*Task to carry out*. All of the lines below should be printed again exactly as they are.

*Material for this exercise*.
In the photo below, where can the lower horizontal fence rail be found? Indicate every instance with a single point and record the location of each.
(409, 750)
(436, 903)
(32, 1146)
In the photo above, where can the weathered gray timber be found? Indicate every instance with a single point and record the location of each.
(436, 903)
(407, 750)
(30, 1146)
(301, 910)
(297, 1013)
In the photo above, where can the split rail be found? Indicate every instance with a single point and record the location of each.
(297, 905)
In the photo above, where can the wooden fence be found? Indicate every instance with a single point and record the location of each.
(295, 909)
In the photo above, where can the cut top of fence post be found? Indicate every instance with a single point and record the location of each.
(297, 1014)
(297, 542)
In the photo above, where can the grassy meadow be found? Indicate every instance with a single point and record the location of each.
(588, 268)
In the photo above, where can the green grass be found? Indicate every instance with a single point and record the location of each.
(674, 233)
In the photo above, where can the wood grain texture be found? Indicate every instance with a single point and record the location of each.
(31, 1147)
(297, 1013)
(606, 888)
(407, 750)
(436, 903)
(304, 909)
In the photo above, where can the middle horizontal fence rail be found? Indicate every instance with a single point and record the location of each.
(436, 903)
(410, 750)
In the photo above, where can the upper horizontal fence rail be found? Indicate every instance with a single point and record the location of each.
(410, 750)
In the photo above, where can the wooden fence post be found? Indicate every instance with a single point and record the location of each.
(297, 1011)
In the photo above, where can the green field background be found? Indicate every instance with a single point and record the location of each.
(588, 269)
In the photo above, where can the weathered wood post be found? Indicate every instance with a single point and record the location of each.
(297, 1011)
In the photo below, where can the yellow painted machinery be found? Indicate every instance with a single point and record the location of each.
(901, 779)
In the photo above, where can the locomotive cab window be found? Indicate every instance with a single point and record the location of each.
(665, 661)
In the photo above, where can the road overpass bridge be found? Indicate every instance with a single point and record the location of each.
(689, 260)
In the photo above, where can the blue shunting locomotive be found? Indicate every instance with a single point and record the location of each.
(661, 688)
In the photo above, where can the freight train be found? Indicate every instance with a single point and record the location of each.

*Exercise solution*.
In the photo below, where can the lower horizontal fence rail be found? Indicate every instance with a single point and record the location of each.
(409, 750)
(436, 903)
(32, 1146)
In the photo above, where can the weathered gray timber be found? Indicate every instance with a single point and record the location of each.
(436, 903)
(407, 750)
(30, 1146)
(301, 910)
(297, 1013)
In the photo above, where can the split rail be found? Indicate every instance with a single point and record the location of each.
(297, 905)
In the photo above, where can the wooden fence be found? Indicate every instance with a single point and record the location of each.
(295, 909)
In the photo above, where can the cut top of fence post be found? Indicate every instance with a single point and record the location of each.
(297, 1014)
(297, 542)
In the photo above, where can the grassy meadow be found? Indicate every instance with a single point and record the location of each.
(588, 268)
In the photo above, where can the green grass be found? Indicate every instance with a single point and record the location of each.
(674, 233)
In the photo above, where can the wood grain texture be found? Indicate every instance with a single point and record the location of each.
(31, 1147)
(297, 1013)
(606, 888)
(407, 750)
(436, 903)
(304, 909)
In the photo above, where can the middle horizontal fence rail be found? Indicate every instance with a single point and record the location of each.
(436, 903)
(410, 750)
In the photo above, where can the upper horizontal fence rail be found? Indicate every instance with a single point and record the location of each.
(410, 750)
In the photo above, where can the wooden fence post be found? Indicate every instance with a single point and record the location of each.
(297, 1011)
In the photo above, where can the green field background be found? Indicate every instance with a single point and record the location of each.
(588, 269)
In the photo above, where can the weathered wood post be found? Indicate every instance with a single point and record the location of each.
(297, 1011)
In the photo below, where can the yellow painted machinery be found? Indicate every instance with a single point and record the location of each.
(901, 779)
In the photo above, where can the locomotive cab window be found? Indicate every instance with a single point and record the location of each.
(665, 661)
In the photo above, where can the road overpass bridge be found? Indicate every instance with a single point and record the location of each.
(689, 260)
In the photo above, where can the blue shunting locomotive be found? Indicate every instance with a single point and record the location of each.
(661, 688)
In the photo above, where can the freight train be found? Indicate every instance with a single point and record the location of each.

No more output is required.